- _Supplied material_

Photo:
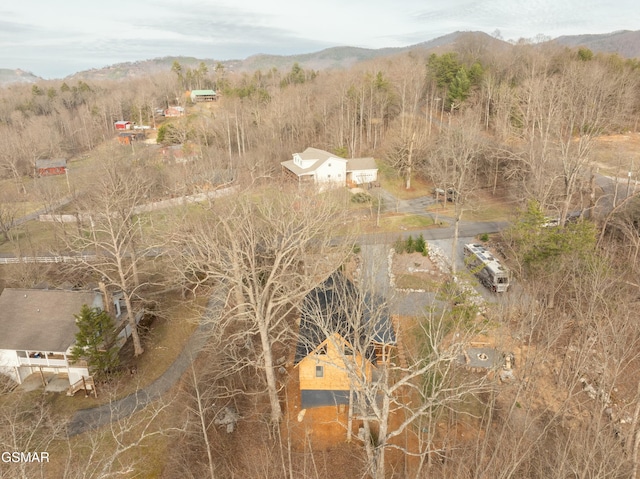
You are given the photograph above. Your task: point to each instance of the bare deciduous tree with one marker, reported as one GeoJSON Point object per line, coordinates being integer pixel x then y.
{"type": "Point", "coordinates": [268, 249]}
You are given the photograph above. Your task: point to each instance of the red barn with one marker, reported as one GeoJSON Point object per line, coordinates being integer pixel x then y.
{"type": "Point", "coordinates": [51, 167]}
{"type": "Point", "coordinates": [174, 111]}
{"type": "Point", "coordinates": [123, 125]}
{"type": "Point", "coordinates": [126, 138]}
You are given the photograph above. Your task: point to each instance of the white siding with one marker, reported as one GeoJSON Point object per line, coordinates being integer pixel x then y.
{"type": "Point", "coordinates": [364, 176]}
{"type": "Point", "coordinates": [334, 170]}
{"type": "Point", "coordinates": [8, 363]}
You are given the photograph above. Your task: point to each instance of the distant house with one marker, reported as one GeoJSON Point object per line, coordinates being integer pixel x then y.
{"type": "Point", "coordinates": [323, 169]}
{"type": "Point", "coordinates": [38, 331]}
{"type": "Point", "coordinates": [128, 137]}
{"type": "Point", "coordinates": [123, 125]}
{"type": "Point", "coordinates": [202, 95]}
{"type": "Point", "coordinates": [51, 167]}
{"type": "Point", "coordinates": [174, 112]}
{"type": "Point", "coordinates": [341, 334]}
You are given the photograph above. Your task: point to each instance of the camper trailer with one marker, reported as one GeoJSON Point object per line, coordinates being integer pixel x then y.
{"type": "Point", "coordinates": [486, 267]}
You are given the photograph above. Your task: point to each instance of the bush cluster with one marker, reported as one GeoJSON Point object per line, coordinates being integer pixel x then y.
{"type": "Point", "coordinates": [411, 245]}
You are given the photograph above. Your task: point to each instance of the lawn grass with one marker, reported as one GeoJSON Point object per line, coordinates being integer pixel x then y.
{"type": "Point", "coordinates": [32, 238]}
{"type": "Point", "coordinates": [389, 223]}
{"type": "Point", "coordinates": [486, 208]}
{"type": "Point", "coordinates": [394, 184]}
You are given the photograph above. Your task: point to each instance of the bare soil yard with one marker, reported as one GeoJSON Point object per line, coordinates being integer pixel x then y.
{"type": "Point", "coordinates": [415, 271]}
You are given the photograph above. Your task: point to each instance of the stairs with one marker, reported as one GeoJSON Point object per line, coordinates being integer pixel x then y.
{"type": "Point", "coordinates": [85, 383]}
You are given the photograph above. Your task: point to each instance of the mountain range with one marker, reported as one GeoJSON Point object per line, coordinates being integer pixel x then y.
{"type": "Point", "coordinates": [625, 43]}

- _What this task involves_
Your answer must be the line with "of the lawn" and all lines after it through the final line of the entries, copied exactly and with nothing added.

- _Response area_
You are given the photograph above. Your task: point to each instance of the lawn grass with one marker, reported as one GeoJSON Point object per line, coordinates being integer pixel x then y.
{"type": "Point", "coordinates": [32, 238]}
{"type": "Point", "coordinates": [389, 223]}
{"type": "Point", "coordinates": [486, 208]}
{"type": "Point", "coordinates": [394, 184]}
You are given the photograph above. Your task: point to each instance of the bare soil yard with one marker, reported as one GeoJSON Point object per line, coordinates being integer pixel x then y.
{"type": "Point", "coordinates": [415, 271]}
You are given the photograph above. Your task: point to each instance of the stairs with one marker, reported as one GeoJSON Point object per line, coordinates being integer pixel x then y.
{"type": "Point", "coordinates": [85, 383]}
You are given the photograph above. Your task: point to each instance of the mountain range with one marker, reported as one GeoJSON Point object per line, coordinates being integer pixel x then y.
{"type": "Point", "coordinates": [625, 43]}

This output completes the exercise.